## Set task
Write out everything from the line containing "target | white and black plaid shirt" down to the line containing "column 275, row 292", swapping "plaid shirt" for "checkered shirt" and keeping the rest of those lines unchanged.

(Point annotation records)
--- Begin ---

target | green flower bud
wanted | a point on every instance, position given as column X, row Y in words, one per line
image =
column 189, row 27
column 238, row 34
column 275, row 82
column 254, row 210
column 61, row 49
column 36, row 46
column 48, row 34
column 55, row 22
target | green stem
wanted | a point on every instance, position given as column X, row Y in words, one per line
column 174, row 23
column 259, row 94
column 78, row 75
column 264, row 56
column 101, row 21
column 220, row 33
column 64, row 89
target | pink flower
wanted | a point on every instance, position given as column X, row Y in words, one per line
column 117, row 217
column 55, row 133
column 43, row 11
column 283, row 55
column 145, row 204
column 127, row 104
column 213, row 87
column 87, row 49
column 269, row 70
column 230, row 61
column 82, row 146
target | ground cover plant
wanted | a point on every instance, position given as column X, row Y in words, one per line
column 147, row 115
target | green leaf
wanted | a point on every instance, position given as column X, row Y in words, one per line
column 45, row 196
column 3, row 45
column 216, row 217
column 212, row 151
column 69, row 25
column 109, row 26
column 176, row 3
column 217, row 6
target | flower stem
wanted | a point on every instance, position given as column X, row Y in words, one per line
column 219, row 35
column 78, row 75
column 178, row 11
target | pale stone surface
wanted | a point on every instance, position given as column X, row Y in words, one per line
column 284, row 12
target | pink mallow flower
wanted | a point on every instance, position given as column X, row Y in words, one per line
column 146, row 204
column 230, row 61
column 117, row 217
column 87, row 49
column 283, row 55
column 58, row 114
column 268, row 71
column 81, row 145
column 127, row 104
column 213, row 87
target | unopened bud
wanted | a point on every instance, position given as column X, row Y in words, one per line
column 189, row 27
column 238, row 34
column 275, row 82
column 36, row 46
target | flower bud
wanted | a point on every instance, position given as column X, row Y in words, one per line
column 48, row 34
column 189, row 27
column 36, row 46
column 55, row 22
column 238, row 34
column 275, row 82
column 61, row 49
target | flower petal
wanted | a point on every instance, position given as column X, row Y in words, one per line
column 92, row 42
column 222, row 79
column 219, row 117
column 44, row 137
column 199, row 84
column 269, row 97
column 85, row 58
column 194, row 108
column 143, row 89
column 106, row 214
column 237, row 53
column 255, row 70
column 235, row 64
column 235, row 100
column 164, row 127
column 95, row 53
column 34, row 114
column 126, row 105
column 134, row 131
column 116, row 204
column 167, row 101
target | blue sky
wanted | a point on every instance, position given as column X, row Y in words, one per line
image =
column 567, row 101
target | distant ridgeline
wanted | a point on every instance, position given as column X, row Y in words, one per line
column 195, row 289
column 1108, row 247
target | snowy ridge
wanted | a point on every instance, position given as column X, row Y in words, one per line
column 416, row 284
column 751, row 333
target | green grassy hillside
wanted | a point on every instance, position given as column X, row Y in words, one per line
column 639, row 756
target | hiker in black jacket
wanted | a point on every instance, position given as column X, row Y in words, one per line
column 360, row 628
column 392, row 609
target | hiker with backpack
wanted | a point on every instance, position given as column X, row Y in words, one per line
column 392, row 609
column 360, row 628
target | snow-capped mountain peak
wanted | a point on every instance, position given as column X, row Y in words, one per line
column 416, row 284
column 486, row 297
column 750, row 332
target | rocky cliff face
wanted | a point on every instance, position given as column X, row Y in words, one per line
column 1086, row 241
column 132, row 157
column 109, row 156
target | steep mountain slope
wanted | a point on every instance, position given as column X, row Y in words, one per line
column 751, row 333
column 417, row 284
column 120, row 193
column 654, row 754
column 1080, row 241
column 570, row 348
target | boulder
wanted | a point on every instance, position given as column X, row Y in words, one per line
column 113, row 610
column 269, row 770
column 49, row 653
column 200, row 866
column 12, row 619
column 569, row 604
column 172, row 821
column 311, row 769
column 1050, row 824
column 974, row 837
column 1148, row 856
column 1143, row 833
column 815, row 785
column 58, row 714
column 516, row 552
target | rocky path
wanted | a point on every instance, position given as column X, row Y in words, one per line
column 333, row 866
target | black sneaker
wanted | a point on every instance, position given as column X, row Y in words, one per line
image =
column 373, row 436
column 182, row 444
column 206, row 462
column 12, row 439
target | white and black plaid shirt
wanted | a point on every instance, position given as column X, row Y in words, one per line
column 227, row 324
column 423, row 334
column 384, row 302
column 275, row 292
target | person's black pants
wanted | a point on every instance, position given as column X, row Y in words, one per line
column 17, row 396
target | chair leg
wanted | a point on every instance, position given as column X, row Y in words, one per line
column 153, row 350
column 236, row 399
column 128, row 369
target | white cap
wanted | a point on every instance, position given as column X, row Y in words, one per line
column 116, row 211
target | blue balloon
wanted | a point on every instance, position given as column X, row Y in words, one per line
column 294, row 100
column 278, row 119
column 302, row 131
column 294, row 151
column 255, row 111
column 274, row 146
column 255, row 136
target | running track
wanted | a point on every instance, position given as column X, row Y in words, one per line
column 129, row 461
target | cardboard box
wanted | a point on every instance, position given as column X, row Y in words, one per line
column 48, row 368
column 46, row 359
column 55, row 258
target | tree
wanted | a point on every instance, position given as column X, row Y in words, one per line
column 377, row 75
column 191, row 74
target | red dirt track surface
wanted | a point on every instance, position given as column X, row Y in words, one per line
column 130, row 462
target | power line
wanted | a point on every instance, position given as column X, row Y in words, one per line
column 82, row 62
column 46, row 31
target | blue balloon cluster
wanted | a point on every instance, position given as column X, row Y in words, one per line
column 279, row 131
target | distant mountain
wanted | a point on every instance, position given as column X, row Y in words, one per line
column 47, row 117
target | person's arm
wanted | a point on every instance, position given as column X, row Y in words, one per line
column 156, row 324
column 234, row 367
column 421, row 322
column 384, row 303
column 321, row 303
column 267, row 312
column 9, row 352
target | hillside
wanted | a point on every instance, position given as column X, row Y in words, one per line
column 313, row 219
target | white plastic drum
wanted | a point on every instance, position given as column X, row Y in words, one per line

--- End ---

## Worked answer
target | white and black checkered shirt
wanted | a point on every instance, position given as column X, row Y in words, one per line
column 227, row 324
column 423, row 334
column 384, row 302
column 275, row 292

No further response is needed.